### WHAT YOU NEED TO DO
[a] In the US accidents analysis, why does the code pull out the list of columns with a numeric data type? Answer in one to three sentences.
[b] Decide whether each statement agrees with the US accidents analysis: (i) the dataset covers all 50 U.S. states; (ii) the data runs from February 2016 to March 2023; (iii) the dataset holds roughly 7.7 million accident records. Answer yes or no for each and quote the deciding words.
[c] Please take the US accidents analysis further from the point where it stops.

### TEXT TO READ

# US Accidents Exploratory Data Analysis 

This is a countrywide car accident dataset that covers 49 states of the USA

This dataset contains data for US accidents from Feb 2016- March 2023

The dataset contains approximately 7.7 million accident records

We will employ data analysis and visualization techniques to uncover patterns, trends, and important factors associated with accidents
        

In [None]:
pip install opendatasets --upgrade --quiet


#### Libraries used for this project


In [None]:
import opendatasets as od
import pandas as pd
import seaborn as sns
sns.set_style('darkgrid')
import folium 
from folium import plugins
from folium.plugins import HeatMap
from folium.plugins import MarkerCluster
import matplotlib.pyplot as plt

#### Get the data

In [None]:
download_url='https://www.kaggle.com/datasets/sobhanmoosavi/us-accidents'
od.download(download_url)
data_filename='./us-accidents/US_Accidents_March23.csv'
df=pd.read_csv(data_filename)


#### Understanding our data 





In [None]:
#Display 5 rows from the DataFrame
df.head(5)

In [None]:
# Get the rows and columns
rows,columns = df.shape
print(f'This dataset contains rows: {rows} and columns :{columns}')

In [None]:
# Get the type of each 
df.info()

In [None]:
##get the columns with only numeric datatype to perform statistical analysis
df.select_dtypes(include='number').columns.tolist()

In [None]:
# Check if all the cases are unique
unique_ids = df['ID'].nunique()
print(f"Number of unique cases (based on ID): {unique_ids}")

#### Data Cleaning

##### Handle Missing Values

In [None]:
#Percentage of missing values per column
Missing_percentage=(df.isnull().sum().sort_values(ascending=False) / len(df)) * 100
Missing_percentage[Missing_percentage!=0].plot(kind='barh')

In [None]:
#Remove columns with missing values which will not add value to our analysis
df.drop(columns=['End_Lat','End_Lng','Precipitation(in)','Street','Wind_Chill(F)','Timezone','Zipcode'], inplace=True)

### INFORMATION SHOWN
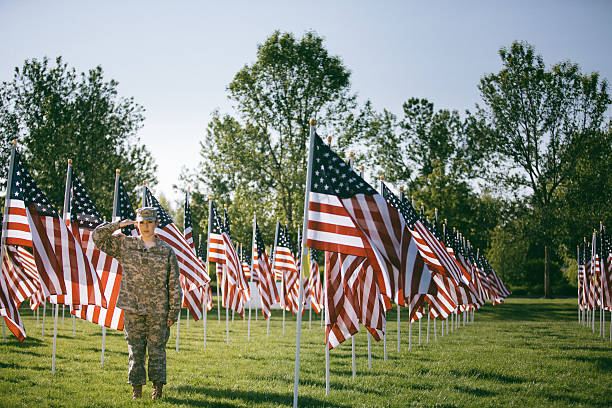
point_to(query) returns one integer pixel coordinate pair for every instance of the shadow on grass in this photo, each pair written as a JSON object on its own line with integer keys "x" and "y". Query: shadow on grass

### SET OF ANSWERS
[a] The code gets the columns that hold only numeric data so that statistical analysis can be performed on them.

[b]
(i) No: "covers 49 states of the USA"
(ii) Yes: "from Feb 2016- March 2023"
(iii) Yes: "approximately 7.7 million accident records"

[c]
In [None]:
# Check if the data has duplicates
df.duplicated().sum()

###### There are no duplicates in our dataset

In [None]:
Missing_percentage=df.isnull().sum()

#### Exploratatory analysis

    We will consider below columns for our analysis
        1. City - Shows the city in address field.
        2. Start Time - Shows start time of the accident in local time zone.
        3. Start Lat, Start Lng - Shows the latitude and longitude in GPS coordinate of the start point.
        4. Temperature - Shows the temperature (in Fahrenheit).
        5. Weather Condition - Shows the weather condition (rain, snow, thunderstorm, fog, etc.)

##### Plot a horizontal bar graph to analyse top 10 cities with highest accidents

In [None]:
cities_by_accident=df.City.value_counts()
cities_by_accident[:10].plot(kind='bar', title='Accidents by City', ylabel = 'Accidents Count',xlabel='City Name')


##### Among the top 100 cities in number of accidents, which states do they belong to 

In [None]:
Top100=df.City.value_counts().head(100).index

In [None]:
filt=df['City'].isin(Top100)

In [None]:
Stats=df.loc[filt,['State']].value_counts().head(20).plot(kind='bar')

##### Which 5 states have the highest number of accidents?

In [None]:
cities_by_accident.nlargest(5)

##### Percentage of high and low accident cities

In [None]:
high_accident_city=cities_by_accident[cities_by_accident>=10000]
high_accident_city_per=len(high_accident_city)/len(df.City)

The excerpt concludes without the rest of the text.